Появилось в статьях Сухомлинского и понятие «духовность», которое ещё недавно воспринималось в те годы как словечко вредное и устаревшее. Он ввёл его в учительский обиход. Атеист по убеждениям, он в то же время о природе (в особенности — о природе человека) говорил так, что не оставалось сомнений: он видел в ней божественное начало, говорил о ней трепетно, прочувствованно: «Человек — сын природы. Ему свойственны человеческие страсти, и именно в том и заключается красота человеческая, что он сознательно облагораживает себя, стремится к своему величию и нравственному совершенству».
Сухомлинскому по душе была природосообразность образования, он не терпел угнетения ради результата, не терпел гонки за повышением успеваемости: «Есть в жизни школьного коллектива трудноуловимая вещь, которую можно назвать душевным равновесием. В это понятие я вкладываю такое содержание: чувствование детьми полноты жизни, ясность мысли, уверенность в своих силах, вера в возможность преодоления трудностей. Для душевного равновесия характерны атмосфера доброжелательности, взаимной помощи, гармония умственных способностей каждого ученика и спокойной обстановки целенаправленного труда, ровные, товарищеские взаимоотношения, отсутствие раздражительности. Каким путём создать и, что особенно важно, поддерживать душевное равновесие? Опыт лучших педагогов убеждал меня, что самое главное в этой очень тонкой сфере воспитания — постоянная мыслительная деятельность без переутомления, без рывков, спешки и надрыва духовных сил». Учёба не заканчивается выставленной оценкой и усвоением «пройденного». Широко известен парадокс Сухомлинского, в котором раскрывается значение творческого процесса в образовании: «Чтобы ребёнок хорошо учился, нужно… чтобы он хорошо учился». Основной стимул учения по Сухомлинскому — не оценка, не получение аттестата, но разбуженный учителем познавательный интерес!

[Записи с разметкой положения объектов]
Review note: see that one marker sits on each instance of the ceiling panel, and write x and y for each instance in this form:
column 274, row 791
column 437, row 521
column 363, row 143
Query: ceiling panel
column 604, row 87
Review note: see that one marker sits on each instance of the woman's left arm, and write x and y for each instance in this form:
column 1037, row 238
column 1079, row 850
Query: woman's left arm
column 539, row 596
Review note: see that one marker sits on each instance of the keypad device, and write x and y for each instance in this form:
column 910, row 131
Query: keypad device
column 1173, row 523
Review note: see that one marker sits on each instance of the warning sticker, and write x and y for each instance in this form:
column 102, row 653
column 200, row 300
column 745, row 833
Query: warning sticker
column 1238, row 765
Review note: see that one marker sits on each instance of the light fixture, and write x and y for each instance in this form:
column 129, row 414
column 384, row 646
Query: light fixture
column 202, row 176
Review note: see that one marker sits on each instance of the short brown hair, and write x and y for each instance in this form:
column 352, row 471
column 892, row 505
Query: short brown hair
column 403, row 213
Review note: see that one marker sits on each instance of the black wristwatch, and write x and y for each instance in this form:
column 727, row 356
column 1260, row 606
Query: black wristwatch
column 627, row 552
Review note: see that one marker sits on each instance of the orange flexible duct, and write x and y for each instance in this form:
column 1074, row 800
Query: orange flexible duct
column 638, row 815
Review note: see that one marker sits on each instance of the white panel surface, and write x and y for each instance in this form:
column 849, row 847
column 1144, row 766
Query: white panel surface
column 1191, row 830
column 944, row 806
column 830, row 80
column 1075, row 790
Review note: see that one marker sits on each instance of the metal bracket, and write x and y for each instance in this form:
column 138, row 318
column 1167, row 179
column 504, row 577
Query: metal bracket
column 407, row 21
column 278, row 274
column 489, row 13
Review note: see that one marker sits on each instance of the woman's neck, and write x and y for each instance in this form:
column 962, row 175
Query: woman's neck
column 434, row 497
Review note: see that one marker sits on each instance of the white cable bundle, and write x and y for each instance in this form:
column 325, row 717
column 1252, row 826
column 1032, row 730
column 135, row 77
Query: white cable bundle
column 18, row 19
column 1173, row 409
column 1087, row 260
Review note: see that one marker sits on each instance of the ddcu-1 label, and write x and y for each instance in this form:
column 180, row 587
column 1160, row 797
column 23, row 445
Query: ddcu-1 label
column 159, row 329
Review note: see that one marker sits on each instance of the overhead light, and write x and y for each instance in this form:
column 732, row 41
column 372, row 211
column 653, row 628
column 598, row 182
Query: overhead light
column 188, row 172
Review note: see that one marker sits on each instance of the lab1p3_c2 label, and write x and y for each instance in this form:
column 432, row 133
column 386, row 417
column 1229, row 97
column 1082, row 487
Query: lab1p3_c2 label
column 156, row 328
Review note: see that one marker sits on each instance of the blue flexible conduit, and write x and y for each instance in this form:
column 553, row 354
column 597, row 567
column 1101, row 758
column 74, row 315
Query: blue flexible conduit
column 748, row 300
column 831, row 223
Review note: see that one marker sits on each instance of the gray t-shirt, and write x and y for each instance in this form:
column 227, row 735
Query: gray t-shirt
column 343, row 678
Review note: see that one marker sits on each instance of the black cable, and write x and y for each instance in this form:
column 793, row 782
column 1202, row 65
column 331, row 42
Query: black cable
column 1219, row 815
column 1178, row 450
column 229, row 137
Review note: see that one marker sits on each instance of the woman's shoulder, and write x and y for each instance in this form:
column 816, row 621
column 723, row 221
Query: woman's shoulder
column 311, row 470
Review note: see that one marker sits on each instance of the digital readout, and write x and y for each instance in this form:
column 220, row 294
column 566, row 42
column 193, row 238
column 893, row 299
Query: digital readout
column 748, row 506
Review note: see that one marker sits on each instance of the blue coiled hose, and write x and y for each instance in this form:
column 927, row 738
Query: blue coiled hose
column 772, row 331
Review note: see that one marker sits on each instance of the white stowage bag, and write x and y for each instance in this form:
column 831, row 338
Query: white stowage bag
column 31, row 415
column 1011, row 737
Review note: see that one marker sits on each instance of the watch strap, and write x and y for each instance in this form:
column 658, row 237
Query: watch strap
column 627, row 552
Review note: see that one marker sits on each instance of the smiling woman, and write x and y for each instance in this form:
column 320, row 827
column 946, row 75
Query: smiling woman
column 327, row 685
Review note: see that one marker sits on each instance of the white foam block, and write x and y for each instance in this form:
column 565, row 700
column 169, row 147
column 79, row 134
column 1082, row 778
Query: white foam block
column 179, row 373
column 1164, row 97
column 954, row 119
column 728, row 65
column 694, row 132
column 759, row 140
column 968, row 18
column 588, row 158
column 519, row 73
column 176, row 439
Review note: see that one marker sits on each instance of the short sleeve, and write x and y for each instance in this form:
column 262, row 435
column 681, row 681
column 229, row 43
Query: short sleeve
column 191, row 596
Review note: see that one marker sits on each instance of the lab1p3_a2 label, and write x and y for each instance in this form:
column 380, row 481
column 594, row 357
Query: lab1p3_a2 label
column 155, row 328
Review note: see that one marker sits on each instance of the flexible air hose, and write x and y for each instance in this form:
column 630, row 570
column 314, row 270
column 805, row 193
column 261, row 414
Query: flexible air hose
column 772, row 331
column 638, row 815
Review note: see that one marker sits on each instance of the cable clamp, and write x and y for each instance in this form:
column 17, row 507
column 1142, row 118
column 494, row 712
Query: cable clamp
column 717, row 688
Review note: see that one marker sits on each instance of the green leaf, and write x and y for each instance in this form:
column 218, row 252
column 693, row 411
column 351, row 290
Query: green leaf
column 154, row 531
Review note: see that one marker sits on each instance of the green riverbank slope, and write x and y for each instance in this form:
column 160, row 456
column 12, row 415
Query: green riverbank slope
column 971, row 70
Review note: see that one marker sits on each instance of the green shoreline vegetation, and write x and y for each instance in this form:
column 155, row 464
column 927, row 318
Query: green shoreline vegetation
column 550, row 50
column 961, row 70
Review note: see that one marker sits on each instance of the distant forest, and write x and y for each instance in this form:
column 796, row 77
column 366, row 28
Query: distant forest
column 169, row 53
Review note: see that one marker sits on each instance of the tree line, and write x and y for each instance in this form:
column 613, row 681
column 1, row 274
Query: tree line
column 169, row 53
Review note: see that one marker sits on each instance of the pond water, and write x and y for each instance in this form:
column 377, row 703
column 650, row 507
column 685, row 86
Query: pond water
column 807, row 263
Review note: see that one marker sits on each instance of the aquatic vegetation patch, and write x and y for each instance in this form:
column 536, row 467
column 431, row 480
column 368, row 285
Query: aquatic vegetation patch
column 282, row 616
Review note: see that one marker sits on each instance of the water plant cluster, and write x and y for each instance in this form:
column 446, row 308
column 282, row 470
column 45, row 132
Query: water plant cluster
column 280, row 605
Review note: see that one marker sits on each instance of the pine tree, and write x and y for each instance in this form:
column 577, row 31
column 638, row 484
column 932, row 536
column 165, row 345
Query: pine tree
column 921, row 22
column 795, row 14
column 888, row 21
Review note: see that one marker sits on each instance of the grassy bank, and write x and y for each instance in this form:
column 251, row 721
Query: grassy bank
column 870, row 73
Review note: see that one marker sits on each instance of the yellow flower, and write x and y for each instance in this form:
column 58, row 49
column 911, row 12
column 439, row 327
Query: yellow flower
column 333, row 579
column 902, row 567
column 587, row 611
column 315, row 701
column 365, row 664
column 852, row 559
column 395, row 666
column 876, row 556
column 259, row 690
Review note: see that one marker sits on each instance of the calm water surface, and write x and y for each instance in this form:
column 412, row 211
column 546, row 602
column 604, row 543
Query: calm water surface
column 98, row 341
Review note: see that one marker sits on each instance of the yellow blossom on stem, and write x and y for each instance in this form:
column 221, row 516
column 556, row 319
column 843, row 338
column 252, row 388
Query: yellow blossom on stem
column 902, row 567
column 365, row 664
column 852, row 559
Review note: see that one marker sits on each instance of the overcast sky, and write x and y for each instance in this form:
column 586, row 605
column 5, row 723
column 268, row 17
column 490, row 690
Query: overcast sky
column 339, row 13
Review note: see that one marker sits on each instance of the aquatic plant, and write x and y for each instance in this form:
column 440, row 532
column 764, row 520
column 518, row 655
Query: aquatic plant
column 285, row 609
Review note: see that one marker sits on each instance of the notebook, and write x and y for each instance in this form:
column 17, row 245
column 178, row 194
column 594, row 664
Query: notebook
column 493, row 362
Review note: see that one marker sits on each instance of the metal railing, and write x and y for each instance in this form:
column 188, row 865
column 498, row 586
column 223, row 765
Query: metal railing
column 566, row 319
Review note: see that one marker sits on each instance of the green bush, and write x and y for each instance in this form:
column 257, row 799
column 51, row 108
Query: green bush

## ЗАДАНИЕ 1
Перескажите отрывок о взглядах Сухомлинского в двух предложениях.
## ЗАДАНИЕ 2
Напишите продолжение отрывка о педагогике Сухомлинского, начиная сразу после его последнего предложения.
Строки с разметкой здесь не понадобятся.

## ИТОГ ЗАДАНИЯ 1
Сухомлинский ввёл в учительский обиход понятие «духовность» и, будучи атеистом, говорил о природе человека трепетно, видя в ней божественное начало. Он не терпел гонки за успеваемостью, ценил душевное равновесие школьного коллектива и главным стимулом учения считал не оценку, а разбуженный учителем познавательный интерес.

## ИТОГ ЗАДАНИЯ 2
18 мая 1967 года, когда «Этюды о коммунистическом воспитании…» только начали печататься в «Народном образовании» (начало «Этюдов…» вышло в 4-м выпуске), профессор Вологодского пединститута Б. Т. Лихачёв опубликовал в «Учительской газете» статью «Нужна борьба, а не проповедь». Полтора миллиона подписчиков «Учительской газеты», привыкших верить печатному слову, прочитали резкую критику взглядов, идей В. А. Сухомлинского. А вдруг эта статья – директивная?
Василий Александрович сокрушённо отреагировал на огульную критику. В частном письме Сухомлинский сетовал: «Один из осколков так и не смогли удалить из моего тела. Думаю, что теперь он дойдёт до моего сердца… Какая рана нанесена мне «Учительской газетой»; если бы редактор знала, в какие тяжёлые дни преподнесла она мне этот «подарок»… Этих эмоций из биографии Сухомлинского не вырвать, не выбросить.
Профессор Б. Т. Лихачёв выступил в роли неистового ревнителя советской идеологии и ринулся в бой с её противниками. Бой, в котором разговор о «душе» виделся ему неким мещанским капитулянтством: «На зло и на правду надо воспитывать не личный, а классовый взгляд». «Вместо конкретной и чёткой программы, изложенной в моральном кодексе строителя коммунизма, вводится туманное понятие, именуемое человечностью». Суровый профессор утверждал, что «человечности вообще», то есть в отрыве от насущных задач общества, не существует.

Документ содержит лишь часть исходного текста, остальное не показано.